**PROBLEM DESCRIPTION**
Turn every line of the items below into a Markdown table with two columns, Row for the row number and Text for the line itself, and skip any blank lines. Leave the pictures out of the table.

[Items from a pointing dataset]
★ ★ ★
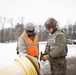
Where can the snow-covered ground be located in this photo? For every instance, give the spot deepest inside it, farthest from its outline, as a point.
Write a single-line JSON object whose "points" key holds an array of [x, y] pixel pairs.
{"points": [[8, 52]]}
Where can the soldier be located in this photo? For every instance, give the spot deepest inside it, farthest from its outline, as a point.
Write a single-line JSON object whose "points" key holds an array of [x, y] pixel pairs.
{"points": [[28, 41], [56, 48]]}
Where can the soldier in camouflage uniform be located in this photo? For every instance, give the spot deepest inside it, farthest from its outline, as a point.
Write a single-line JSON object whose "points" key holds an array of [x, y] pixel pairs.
{"points": [[56, 48]]}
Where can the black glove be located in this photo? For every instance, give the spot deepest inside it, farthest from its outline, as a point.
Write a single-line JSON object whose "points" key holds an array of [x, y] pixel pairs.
{"points": [[17, 52]]}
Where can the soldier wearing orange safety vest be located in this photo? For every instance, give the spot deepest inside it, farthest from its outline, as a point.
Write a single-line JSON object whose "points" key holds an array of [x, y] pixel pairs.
{"points": [[28, 42]]}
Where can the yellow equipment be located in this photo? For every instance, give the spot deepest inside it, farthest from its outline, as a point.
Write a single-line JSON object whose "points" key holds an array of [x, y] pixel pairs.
{"points": [[22, 66]]}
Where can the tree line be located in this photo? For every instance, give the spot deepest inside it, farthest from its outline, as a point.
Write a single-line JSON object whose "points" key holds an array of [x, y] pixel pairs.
{"points": [[12, 33]]}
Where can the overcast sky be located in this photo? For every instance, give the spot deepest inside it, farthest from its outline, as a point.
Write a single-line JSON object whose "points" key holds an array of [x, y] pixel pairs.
{"points": [[38, 11]]}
★ ★ ★
**CORRECT OUTPUT**
| Row | Text |
|---|---|
| 1 | Where can the snow-covered ground be located in this photo? For every instance, give the spot deepest inside it, farthest from its outline, as a point. |
| 2 | Write a single-line JSON object whose "points" key holds an array of [x, y] pixel pairs. |
| 3 | {"points": [[8, 52]]} |
| 4 | Where can the soldier be located in this photo? For every instance, give the spot deepest inside it, farthest from its outline, as a point. |
| 5 | Write a single-line JSON object whose "points" key holds an array of [x, y] pixel pairs. |
| 6 | {"points": [[28, 41], [56, 48]]} |
| 7 | Where can the soldier in camouflage uniform be located in this photo? For every instance, give the spot deepest inside it, farthest from its outline, as a point. |
| 8 | Write a single-line JSON object whose "points" key holds an array of [x, y] pixel pairs. |
| 9 | {"points": [[56, 48]]} |
| 10 | Where can the black glove be located in this photo? For every instance, give the spot deepest inside it, farthest from its outline, as a point. |
| 11 | Write a single-line JSON object whose "points" key holds an array of [x, y] pixel pairs. |
| 12 | {"points": [[17, 52]]} |
| 13 | Where can the soldier wearing orange safety vest be located in this photo? For every instance, give the spot deepest inside it, farthest from its outline, as a point. |
| 14 | Write a single-line JSON object whose "points" key holds an array of [x, y] pixel pairs. |
| 15 | {"points": [[28, 42]]} |
| 16 | Where can the yellow equipment be located in this photo? For every instance, give the spot deepest inside it, farthest from its outline, as a point. |
| 17 | Write a single-line JSON object whose "points" key holds an array of [x, y] pixel pairs. |
| 18 | {"points": [[22, 66]]} |
| 19 | Where can the tree line be located in this photo? For every instance, give the spot deepest inside it, farthest from its outline, as a point. |
| 20 | Write a single-line JSON object whose "points" key holds an array of [x, y] pixel pairs. |
| 21 | {"points": [[12, 33]]} |
| 22 | Where can the overcast sky be located in this photo? For every instance, give the spot deepest inside it, farthest from its outline, as a point. |
| 23 | Write a single-line JSON object whose "points" key holds an array of [x, y] pixel pairs. |
| 24 | {"points": [[38, 11]]} |